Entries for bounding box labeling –
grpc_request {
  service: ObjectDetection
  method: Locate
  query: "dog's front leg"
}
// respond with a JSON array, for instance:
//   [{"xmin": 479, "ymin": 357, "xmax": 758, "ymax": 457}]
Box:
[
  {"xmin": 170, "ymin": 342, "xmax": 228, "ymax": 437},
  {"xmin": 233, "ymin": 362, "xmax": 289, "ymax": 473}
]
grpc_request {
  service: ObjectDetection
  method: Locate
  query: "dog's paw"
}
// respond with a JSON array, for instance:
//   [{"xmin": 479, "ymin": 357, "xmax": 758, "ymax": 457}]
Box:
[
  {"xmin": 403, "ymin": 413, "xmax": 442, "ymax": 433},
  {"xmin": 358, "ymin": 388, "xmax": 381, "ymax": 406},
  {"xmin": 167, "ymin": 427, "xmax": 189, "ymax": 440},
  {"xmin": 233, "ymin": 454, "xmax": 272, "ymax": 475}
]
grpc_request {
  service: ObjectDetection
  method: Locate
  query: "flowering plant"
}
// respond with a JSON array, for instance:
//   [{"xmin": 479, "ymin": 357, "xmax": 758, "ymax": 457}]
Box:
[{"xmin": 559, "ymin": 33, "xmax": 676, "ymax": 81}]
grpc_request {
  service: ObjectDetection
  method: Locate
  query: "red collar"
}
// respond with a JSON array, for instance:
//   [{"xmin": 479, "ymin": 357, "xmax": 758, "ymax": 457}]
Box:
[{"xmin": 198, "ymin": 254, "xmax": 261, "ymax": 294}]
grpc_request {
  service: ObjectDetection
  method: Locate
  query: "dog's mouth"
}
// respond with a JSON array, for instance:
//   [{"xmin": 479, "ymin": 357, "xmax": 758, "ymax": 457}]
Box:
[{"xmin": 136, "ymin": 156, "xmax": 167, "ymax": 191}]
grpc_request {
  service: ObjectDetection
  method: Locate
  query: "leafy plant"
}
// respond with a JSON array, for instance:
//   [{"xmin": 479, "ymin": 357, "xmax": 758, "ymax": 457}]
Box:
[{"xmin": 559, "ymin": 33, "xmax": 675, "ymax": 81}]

EXERCISE REQUIREMENTS – Write out all the items again, switching every "Locate" to "Detect" and leaving everything else unchanged.

RESPONSE FOR THIS EXERCISE –
grpc_request {
  service: ObjectDetection
  method: Detect
  query: "dog's front leg"
}
// respond with a JSON array, for instance:
//   [{"xmin": 479, "ymin": 357, "xmax": 758, "ymax": 457}]
Box:
[
  {"xmin": 170, "ymin": 342, "xmax": 228, "ymax": 437},
  {"xmin": 233, "ymin": 362, "xmax": 289, "ymax": 473}
]
grpc_request {
  service: ObjectDetection
  method: Detect
  query: "dog's paw"
}
// respond with a JSON array, for instance:
//   [{"xmin": 479, "ymin": 357, "xmax": 758, "ymax": 457}]
Box:
[
  {"xmin": 403, "ymin": 413, "xmax": 442, "ymax": 433},
  {"xmin": 358, "ymin": 388, "xmax": 381, "ymax": 406},
  {"xmin": 167, "ymin": 427, "xmax": 189, "ymax": 440},
  {"xmin": 233, "ymin": 454, "xmax": 272, "ymax": 475}
]
grpc_request {
  service: ObjectDetection
  method: Detect
  query: "flowering plant"
}
// respond with a JSON array, for instance:
//   [{"xmin": 479, "ymin": 357, "xmax": 758, "ymax": 457}]
Box:
[{"xmin": 559, "ymin": 33, "xmax": 676, "ymax": 81}]
grpc_request {
  service: ObjectDetection
  method: Detect
  query: "red collar"
}
// respond with a JSON array, for instance:
//   [{"xmin": 479, "ymin": 357, "xmax": 758, "ymax": 457}]
Box:
[{"xmin": 198, "ymin": 254, "xmax": 261, "ymax": 294}]
grpc_request {
  service: ObjectDetection
  method: Detect
  query: "dog's mouth"
}
// respond with a JSON array, for instance:
//   [{"xmin": 479, "ymin": 357, "xmax": 758, "ymax": 457}]
Box:
[{"xmin": 136, "ymin": 156, "xmax": 167, "ymax": 191}]
grpc_request {
  service: ObjectDetection
  method: Detect
  query: "leafy plant"
}
// respond with a JSON array, for instance:
//   [{"xmin": 479, "ymin": 357, "xmax": 758, "ymax": 457}]
Box:
[{"xmin": 559, "ymin": 33, "xmax": 675, "ymax": 81}]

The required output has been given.